Rescale the lines below, starting with the line that contains "Could you kindly pick out the young" and going on through the end of the records, by repeating them in full (requests included) with every coordinate in the answers multiplied by 0.95 and rounded to a whole number, halves up. Return only those lines.

+++++

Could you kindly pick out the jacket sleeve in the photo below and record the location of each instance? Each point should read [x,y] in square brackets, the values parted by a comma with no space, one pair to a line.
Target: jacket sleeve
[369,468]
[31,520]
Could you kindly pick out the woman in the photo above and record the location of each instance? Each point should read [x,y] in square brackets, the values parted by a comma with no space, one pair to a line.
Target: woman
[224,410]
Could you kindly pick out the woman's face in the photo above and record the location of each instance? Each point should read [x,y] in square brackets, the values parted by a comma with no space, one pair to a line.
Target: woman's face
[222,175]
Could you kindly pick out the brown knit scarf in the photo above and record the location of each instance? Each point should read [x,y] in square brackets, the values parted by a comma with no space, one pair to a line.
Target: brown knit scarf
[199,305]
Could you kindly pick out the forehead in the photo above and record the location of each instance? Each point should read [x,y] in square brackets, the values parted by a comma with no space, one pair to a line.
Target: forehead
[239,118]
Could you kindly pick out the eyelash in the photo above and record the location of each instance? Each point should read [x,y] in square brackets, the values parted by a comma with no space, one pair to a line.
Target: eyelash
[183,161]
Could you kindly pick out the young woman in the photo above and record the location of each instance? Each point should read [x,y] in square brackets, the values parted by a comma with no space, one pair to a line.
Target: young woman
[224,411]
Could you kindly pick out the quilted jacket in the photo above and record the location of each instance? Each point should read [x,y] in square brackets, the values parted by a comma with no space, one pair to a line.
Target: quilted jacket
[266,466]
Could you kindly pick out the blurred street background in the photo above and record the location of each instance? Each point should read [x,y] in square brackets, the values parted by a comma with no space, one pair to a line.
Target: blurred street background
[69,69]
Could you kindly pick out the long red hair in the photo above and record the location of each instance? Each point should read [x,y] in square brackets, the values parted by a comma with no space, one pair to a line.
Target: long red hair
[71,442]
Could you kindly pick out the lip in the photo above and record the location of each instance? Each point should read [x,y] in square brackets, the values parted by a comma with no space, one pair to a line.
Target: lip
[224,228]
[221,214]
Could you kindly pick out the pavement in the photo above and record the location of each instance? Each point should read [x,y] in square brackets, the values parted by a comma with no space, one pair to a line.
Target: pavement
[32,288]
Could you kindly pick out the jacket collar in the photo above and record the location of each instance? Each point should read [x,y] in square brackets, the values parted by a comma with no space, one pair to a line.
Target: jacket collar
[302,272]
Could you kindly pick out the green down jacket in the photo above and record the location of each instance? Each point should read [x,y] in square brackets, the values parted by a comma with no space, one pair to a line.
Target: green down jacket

+++++

▶ Result of this exercise:
Could you kindly pick out the young woman in the photo above and record the location of each instance? Each point should read [x,y] in square brackets, the values parted by a comma with no space, one pair to a line.
Target: young woman
[213,390]
Could you kindly pick out the quilted jacket in the photo above and record the location of each instance? Each point should read [x,y] in square brackets, the values parted by a comma with no space, one pair to a line.
Target: quilted jacket
[253,443]
Could you kindly pick out the blurred street background in the photo above and record the location of each instance? Each point should read [x,y] in square brackets, the values parted by a comma with no space, one pair to a line.
Target: blurred street background
[66,66]
Could you kindly pick out the long red hair in the photo above and record the location of each instance? Each point should read [x,y] in square brackets, the values parted by a comma with no space, one pair to a line.
Target: long red hair
[67,420]
Could you kindly pick out the lip in the photo above and record the location of each instance? Each point should read [x,y] in square brackets, the values parted by a comma with no space, one pair to a line.
Target: lip
[213,217]
[210,203]
Could you kindly pick out the pavement in the photo above and record the location of each instance? Each point should read [x,y] in square brackets, the values parted by a comma with no space, one pair to a line.
Target: pavement
[30,274]
Could you kindly pick out the jacket collar in the photo above and record the location of each instance? Each point should read [x,y] in square brackets, the values parted by a comma with no space, one pair to a line.
Target: jacket collar
[287,258]
Could you kindly pick out the green down jacket in the photo above and record the location of each instance? Each point should read [x,y] in square brackets, the values parted by a comma with no space, one pair to a line.
Target: green down jacket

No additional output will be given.